Tuesday, December 30, 2008

Mana Island

I'm sitting on a beach of white sand. If I stand and begin to walk down the beach, in two and a half hours I will once again find myself at this spot.

This thought astounds me - but it's too hot to test it out. I dare not leave the square patch of shade the thatched umbrella above my head casts on the sand. I reposition myself throughout the day to remain under its protection. Below Fiji's sun, my skin has turned a shade of brown I now longer recognize as my own, and in an effort to both avoid the disgustingly painful looking skin blisters the white tourist seem to develop in hours and respect the local culture, I - like native Fijians - now swim fully clothed.

Mana island in one of the larger islands of Fiji's Mamanuca Island Group and a 90 minute boat ride from Nadi. It supports a village, a resort, two backpacker hostels, a church, and the set of the first Survivor. I went to see it Tuesday, my first full day, and found it eerie and irresponsible.

The tribal council "temple" stands abandoned and someone has decapitated one of the polystyrene statues that guard the entrance. A noose hangs from the base of her neck. The building, which is obviously fake, looks spectacular on my camera and made me remember with sadness the deception inherent in every television program.

The beach, however, is beautiful and has no need for alteration to look untouched and isolated, something to be "survived". From brochures in my hostel, I've learned that one can also visit the island where Tom Hanks filmed Castaway and the one on which the Robinson Crusoe stayed.

★ ★ ★ ★ ★

• Task prompt
Translate this sentence from the Mana Island entry into Spanish: "If I stand and begin to walk down the beach, in two and a half hours I will once again find myself at this spot." The data that follows this entry is not needed.

• Material
★ ★ ★ ★ ★

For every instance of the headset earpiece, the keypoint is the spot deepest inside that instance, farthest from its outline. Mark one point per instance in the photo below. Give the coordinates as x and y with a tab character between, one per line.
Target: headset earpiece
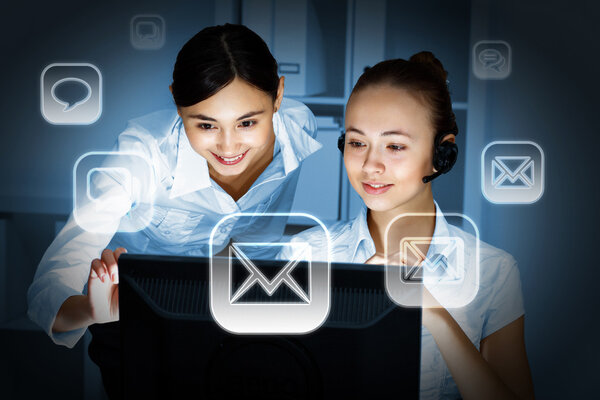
342	142
444	157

★ ★ ★ ★ ★

• Right answer
Si me levanto y empiezo a caminar por la playa, dentro de dos horas y media volveré a encontrarme en este mismo lugar.